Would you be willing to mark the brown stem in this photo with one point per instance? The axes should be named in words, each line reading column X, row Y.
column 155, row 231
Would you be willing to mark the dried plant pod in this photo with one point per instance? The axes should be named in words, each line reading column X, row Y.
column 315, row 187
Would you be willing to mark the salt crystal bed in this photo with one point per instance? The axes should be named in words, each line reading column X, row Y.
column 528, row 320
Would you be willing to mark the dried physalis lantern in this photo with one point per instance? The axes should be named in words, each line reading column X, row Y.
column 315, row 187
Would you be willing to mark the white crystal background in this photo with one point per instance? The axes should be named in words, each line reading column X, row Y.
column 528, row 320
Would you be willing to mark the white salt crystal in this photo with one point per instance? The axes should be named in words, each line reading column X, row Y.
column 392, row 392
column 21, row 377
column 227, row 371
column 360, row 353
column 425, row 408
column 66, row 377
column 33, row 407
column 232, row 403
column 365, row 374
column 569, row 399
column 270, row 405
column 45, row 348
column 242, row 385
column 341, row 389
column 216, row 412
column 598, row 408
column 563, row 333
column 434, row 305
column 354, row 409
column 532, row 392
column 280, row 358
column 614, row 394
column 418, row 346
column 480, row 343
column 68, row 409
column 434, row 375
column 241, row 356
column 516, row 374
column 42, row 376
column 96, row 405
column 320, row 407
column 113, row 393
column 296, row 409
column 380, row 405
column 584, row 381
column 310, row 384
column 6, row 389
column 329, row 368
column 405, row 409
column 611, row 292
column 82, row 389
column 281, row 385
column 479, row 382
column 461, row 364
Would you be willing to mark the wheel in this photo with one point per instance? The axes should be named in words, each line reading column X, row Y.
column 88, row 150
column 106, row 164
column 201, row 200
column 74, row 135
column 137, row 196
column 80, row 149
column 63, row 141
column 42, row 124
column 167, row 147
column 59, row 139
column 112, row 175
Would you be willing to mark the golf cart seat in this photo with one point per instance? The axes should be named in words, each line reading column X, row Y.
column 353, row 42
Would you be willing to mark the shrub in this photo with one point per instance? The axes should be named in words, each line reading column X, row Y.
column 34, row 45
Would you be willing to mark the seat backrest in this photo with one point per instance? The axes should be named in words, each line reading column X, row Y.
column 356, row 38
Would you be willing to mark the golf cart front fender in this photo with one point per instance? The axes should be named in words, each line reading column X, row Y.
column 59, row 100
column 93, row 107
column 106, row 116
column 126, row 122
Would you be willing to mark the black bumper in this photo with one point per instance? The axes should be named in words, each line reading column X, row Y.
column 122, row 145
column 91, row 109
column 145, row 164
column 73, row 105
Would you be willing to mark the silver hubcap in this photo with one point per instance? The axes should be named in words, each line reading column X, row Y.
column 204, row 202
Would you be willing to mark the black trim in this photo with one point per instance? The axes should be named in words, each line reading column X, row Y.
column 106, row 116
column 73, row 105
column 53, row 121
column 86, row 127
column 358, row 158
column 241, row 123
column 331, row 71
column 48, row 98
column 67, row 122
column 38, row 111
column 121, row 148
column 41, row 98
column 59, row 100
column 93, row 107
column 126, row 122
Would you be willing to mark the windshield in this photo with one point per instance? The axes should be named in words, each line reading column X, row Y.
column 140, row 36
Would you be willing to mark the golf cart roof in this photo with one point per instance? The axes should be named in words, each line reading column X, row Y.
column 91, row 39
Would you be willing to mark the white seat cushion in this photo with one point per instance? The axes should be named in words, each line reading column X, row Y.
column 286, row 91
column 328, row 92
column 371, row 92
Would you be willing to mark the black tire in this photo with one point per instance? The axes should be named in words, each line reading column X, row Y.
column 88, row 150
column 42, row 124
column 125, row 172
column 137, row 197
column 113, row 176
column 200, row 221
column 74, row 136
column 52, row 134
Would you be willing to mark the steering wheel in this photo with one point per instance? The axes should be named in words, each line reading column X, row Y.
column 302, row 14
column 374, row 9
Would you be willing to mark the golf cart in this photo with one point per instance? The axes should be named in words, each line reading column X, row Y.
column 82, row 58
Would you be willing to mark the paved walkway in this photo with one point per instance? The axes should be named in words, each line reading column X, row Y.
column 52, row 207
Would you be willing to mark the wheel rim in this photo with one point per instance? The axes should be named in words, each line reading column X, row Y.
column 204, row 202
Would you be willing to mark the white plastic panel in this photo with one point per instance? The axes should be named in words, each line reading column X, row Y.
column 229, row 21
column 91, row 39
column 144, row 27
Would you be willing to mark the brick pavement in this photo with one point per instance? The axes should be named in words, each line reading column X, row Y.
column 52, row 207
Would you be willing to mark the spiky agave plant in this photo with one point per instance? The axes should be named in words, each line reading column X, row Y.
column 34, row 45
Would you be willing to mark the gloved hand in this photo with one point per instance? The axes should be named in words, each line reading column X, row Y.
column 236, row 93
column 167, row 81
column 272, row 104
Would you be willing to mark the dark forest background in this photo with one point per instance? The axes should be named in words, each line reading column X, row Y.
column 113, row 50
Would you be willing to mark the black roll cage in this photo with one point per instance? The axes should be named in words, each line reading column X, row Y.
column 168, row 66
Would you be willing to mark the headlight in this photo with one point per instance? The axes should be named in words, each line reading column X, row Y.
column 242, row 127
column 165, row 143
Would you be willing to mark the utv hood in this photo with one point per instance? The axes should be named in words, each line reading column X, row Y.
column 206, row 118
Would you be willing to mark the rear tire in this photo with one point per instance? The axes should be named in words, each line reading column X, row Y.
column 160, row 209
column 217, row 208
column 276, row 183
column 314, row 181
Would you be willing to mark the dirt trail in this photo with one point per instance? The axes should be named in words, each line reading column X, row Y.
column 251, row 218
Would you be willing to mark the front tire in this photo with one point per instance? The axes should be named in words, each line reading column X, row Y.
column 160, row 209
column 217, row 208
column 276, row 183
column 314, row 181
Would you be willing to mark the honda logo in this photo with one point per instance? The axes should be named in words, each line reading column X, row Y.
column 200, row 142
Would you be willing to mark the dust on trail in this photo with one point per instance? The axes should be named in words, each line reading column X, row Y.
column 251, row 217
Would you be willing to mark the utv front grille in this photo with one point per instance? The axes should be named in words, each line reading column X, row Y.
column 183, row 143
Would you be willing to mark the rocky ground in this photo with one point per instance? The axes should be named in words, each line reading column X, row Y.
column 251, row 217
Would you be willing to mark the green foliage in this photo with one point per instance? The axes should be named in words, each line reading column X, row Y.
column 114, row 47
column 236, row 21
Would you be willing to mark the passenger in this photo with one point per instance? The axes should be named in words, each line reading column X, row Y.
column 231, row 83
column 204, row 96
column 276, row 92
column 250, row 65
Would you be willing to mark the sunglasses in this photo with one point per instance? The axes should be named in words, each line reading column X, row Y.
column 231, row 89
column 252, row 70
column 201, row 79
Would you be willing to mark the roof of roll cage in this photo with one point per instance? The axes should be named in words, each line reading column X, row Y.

■ ■ ■ ■ ■ ■ ■

▶ **To do**
Render every line of the entries above as a Markdown table with the columns No and Text. Number the rows in order and omit blank lines.

▶ **Worked answer**
| No | Text |
|---|---|
| 1 | Would you be willing to mark the brown stem in this photo with one point per instance? The axes should be named in words, each line reading column X, row Y. |
| 2 | column 155, row 231 |
| 3 | Would you be willing to mark the dried plant pod in this photo with one point per instance? The axes should be named in words, each line reading column X, row Y. |
| 4 | column 315, row 187 |
| 5 | Would you be willing to mark the salt crystal bed in this photo with one point per instance? The axes should be named in words, each line reading column X, row Y. |
| 6 | column 528, row 320 |
| 7 | Would you be willing to mark the dried physalis lantern in this photo with one point per instance? The axes should be named in words, each line reading column X, row Y. |
| 8 | column 315, row 187 |
| 9 | Would you be willing to mark the white crystal background in this photo with one point per instance? The axes should be named in words, each line reading column X, row Y. |
| 10 | column 528, row 320 |
| 11 | Would you be willing to mark the white salt crystal in this photo with one point per instance? The axes should be named in words, each line reading column X, row Y. |
| 12 | column 392, row 392 |
| 13 | column 21, row 377 |
| 14 | column 227, row 371 |
| 15 | column 360, row 353 |
| 16 | column 425, row 408 |
| 17 | column 66, row 377 |
| 18 | column 33, row 407 |
| 19 | column 232, row 403 |
| 20 | column 365, row 374 |
| 21 | column 569, row 399 |
| 22 | column 270, row 405 |
| 23 | column 45, row 348 |
| 24 | column 242, row 385 |
| 25 | column 341, row 389 |
| 26 | column 216, row 412 |
| 27 | column 598, row 408 |
| 28 | column 563, row 333 |
| 29 | column 434, row 305 |
| 30 | column 354, row 409 |
| 31 | column 532, row 392 |
| 32 | column 280, row 358 |
| 33 | column 614, row 394 |
| 34 | column 418, row 346 |
| 35 | column 480, row 343 |
| 36 | column 68, row 409 |
| 37 | column 434, row 375 |
| 38 | column 241, row 356 |
| 39 | column 516, row 374 |
| 40 | column 42, row 376 |
| 41 | column 96, row 405 |
| 42 | column 320, row 407 |
| 43 | column 113, row 393 |
| 44 | column 296, row 409 |
| 45 | column 380, row 405 |
| 46 | column 584, row 381 |
| 47 | column 310, row 384 |
| 48 | column 6, row 389 |
| 49 | column 329, row 368 |
| 50 | column 405, row 409 |
| 51 | column 611, row 292 |
| 52 | column 82, row 389 |
| 53 | column 281, row 385 |
| 54 | column 479, row 382 |
| 55 | column 461, row 364 |
| 56 | Would you be willing to mark the wheel in this photo with one point per instance? The axes should be named in words, each line reading column X, row Y. |
| 57 | column 88, row 150 |
| 58 | column 106, row 164 |
| 59 | column 201, row 200 |
| 60 | column 74, row 135 |
| 61 | column 137, row 196 |
| 62 | column 80, row 149 |
| 63 | column 63, row 141 |
| 64 | column 42, row 124 |
| 65 | column 167, row 147 |
| 66 | column 59, row 139 |
| 67 | column 112, row 175 |
| 68 | Would you be willing to mark the golf cart seat in this photo with one point per instance? The axes should be named in words, each line reading column X, row Y. |
| 69 | column 353, row 42 |
| 70 | Would you be willing to mark the shrub in this photo with one point per instance? The axes should be named in words, each line reading column X, row Y. |
| 71 | column 34, row 45 |
| 72 | Would you be willing to mark the seat backrest in this photo with one point per instance? The axes should be named in words, each line reading column X, row Y. |
| 73 | column 356, row 38 |
| 74 | Would you be willing to mark the golf cart front fender in this photo with one point per instance? The axes should be named in words, each line reading column X, row Y. |
| 75 | column 59, row 100 |
| 76 | column 93, row 107 |
| 77 | column 106, row 116 |
| 78 | column 126, row 122 |
| 79 | Would you be willing to mark the black bumper in this photo with one point per instance? The axes should be named in words, each line reading column X, row Y. |
| 80 | column 122, row 145 |
| 81 | column 91, row 109 |
| 82 | column 145, row 164 |
| 83 | column 73, row 105 |
| 84 | Would you be willing to mark the silver hubcap in this photo with one point per instance? The axes should be named in words, each line reading column X, row Y. |
| 85 | column 204, row 202 |
| 86 | Would you be willing to mark the black trim in this photo with one point per instance? The axes should be named in words, each line reading column X, row Y. |
| 87 | column 106, row 116 |
| 88 | column 73, row 105 |
| 89 | column 53, row 121 |
| 90 | column 86, row 127 |
| 91 | column 358, row 158 |
| 92 | column 241, row 123 |
| 93 | column 331, row 71 |
| 94 | column 48, row 98 |
| 95 | column 67, row 122 |
| 96 | column 38, row 111 |
| 97 | column 121, row 148 |
| 98 | column 41, row 98 |
| 99 | column 59, row 100 |
| 100 | column 93, row 107 |
| 101 | column 126, row 122 |
| 102 | Would you be willing to mark the windshield in this photo with one point per instance? The axes should be named in words, each line reading column X, row Y. |
| 103 | column 140, row 36 |
| 104 | Would you be willing to mark the golf cart roof in this photo with one point per instance? The axes should be named in words, each line reading column X, row Y. |
| 105 | column 91, row 39 |
| 106 | Would you be willing to mark the white seat cushion in this photo with one point per instance? The axes should be named in words, each line reading column X, row Y. |
| 107 | column 286, row 91 |
| 108 | column 328, row 92 |
| 109 | column 371, row 92 |
| 110 | Would you be willing to mark the black tire in this photo with one point per instance? The axes should be named in words, each line reading column X, row Y. |
| 111 | column 88, row 150 |
| 112 | column 42, row 124 |
| 113 | column 125, row 172 |
| 114 | column 137, row 197 |
| 115 | column 113, row 176 |
| 116 | column 200, row 221 |
| 117 | column 74, row 136 |
| 118 | column 52, row 134 |
| 119 | Would you be willing to mark the steering wheel in this photo with one point per instance? The axes should be named in words, each line reading column X, row Y. |
| 120 | column 302, row 14 |
| 121 | column 374, row 9 |
| 122 | Would you be willing to mark the golf cart in this photo with one point per instance? The axes should be named in words, each line reading column X, row Y. |
| 123 | column 82, row 58 |
| 124 | Would you be willing to mark the paved walkway in this photo with one point per instance? The axes should be named in words, each line reading column X, row Y. |
| 125 | column 52, row 207 |
| 126 | Would you be willing to mark the wheel rim in this photo with one point per instance? The axes should be named in words, each line reading column X, row Y. |
| 127 | column 204, row 202 |
| 128 | Would you be willing to mark the white plastic panel in this photo with one point per instance? The axes should be named in words, each line reading column X, row Y. |
| 129 | column 229, row 21 |
| 130 | column 91, row 39 |
| 131 | column 144, row 27 |
| 132 | Would you be willing to mark the brick pavement in this photo with one point per instance? The axes should be named in words, each line reading column X, row Y. |
| 133 | column 52, row 207 |
| 134 | Would you be willing to mark the spiky agave plant in this photo with one point per instance? The axes should be named in words, each line reading column X, row Y. |
| 135 | column 34, row 45 |
| 136 | Would you be willing to mark the gloved hand in this photo with one point per instance? The axes should be named in words, each line reading column X, row Y. |
| 137 | column 236, row 93 |
| 138 | column 167, row 81 |
| 139 | column 272, row 104 |
| 140 | Would you be willing to mark the dark forest background in this photo with one point per instance? The axes should be named in words, each line reading column X, row Y. |
| 141 | column 113, row 50 |
| 142 | Would you be willing to mark the black roll cage in this photo with one point per instance? The axes should be named in words, each line reading column X, row Y. |
| 143 | column 168, row 66 |
| 144 | Would you be willing to mark the headlight in this photo with one point per instance? The axes should be named in words, each line reading column X, row Y. |
| 145 | column 242, row 127 |
| 146 | column 165, row 143 |
| 147 | Would you be willing to mark the utv hood in this photo with one point per instance? The axes should be named in words, each line reading column X, row Y. |
| 148 | column 206, row 118 |
| 149 | Would you be willing to mark the rear tire in this photo with one point per instance? The axes should be named in words, each line reading column X, row Y. |
| 150 | column 160, row 209 |
| 151 | column 217, row 208 |
| 152 | column 276, row 183 |
| 153 | column 314, row 181 |
| 154 | Would you be willing to mark the dirt trail in this photo with one point per instance? The axes should be named in words, each line reading column X, row Y. |
| 155 | column 251, row 218 |
| 156 | Would you be willing to mark the front tire in this photo with one point per instance? The axes should be named in words, each line reading column X, row Y. |
| 157 | column 160, row 209 |
| 158 | column 217, row 208 |
| 159 | column 276, row 183 |
| 160 | column 314, row 181 |
| 161 | Would you be willing to mark the honda logo in this photo with one point per instance? The axes should be named in words, each line reading column X, row Y. |
| 162 | column 200, row 142 |
| 163 | Would you be willing to mark the dust on trail in this photo with one point per instance? The axes should be named in words, each line reading column X, row Y. |
| 164 | column 251, row 217 |
| 165 | Would you be willing to mark the utv front grille in this photo with one point per instance? The axes should be named in words, each line reading column X, row Y. |
| 166 | column 183, row 143 |
| 167 | Would you be willing to mark the rocky ground in this photo with one point per instance? The axes should be named in words, each line reading column X, row Y. |
| 168 | column 251, row 217 |
| 169 | Would you be willing to mark the green foliage in this photo with one point per instance? The axes should be named in words, each line reading column X, row Y. |
| 170 | column 114, row 47 |
| 171 | column 236, row 21 |
| 172 | Would you be willing to mark the passenger in this photo with one point per instance? The axes should be named in words, each line reading column X, row Y. |
| 173 | column 231, row 83 |
| 174 | column 204, row 96 |
| 175 | column 276, row 92 |
| 176 | column 250, row 65 |
| 177 | Would you be willing to mark the sunglasses in this photo with one point per instance? The axes should be named in words, each line reading column X, row Y. |
| 178 | column 231, row 89 |
| 179 | column 252, row 70 |
| 180 | column 201, row 79 |
| 181 | Would you be willing to mark the roof of roll cage in this photo with one point per instance? The axes should be named in words, each line reading column X, row Y. |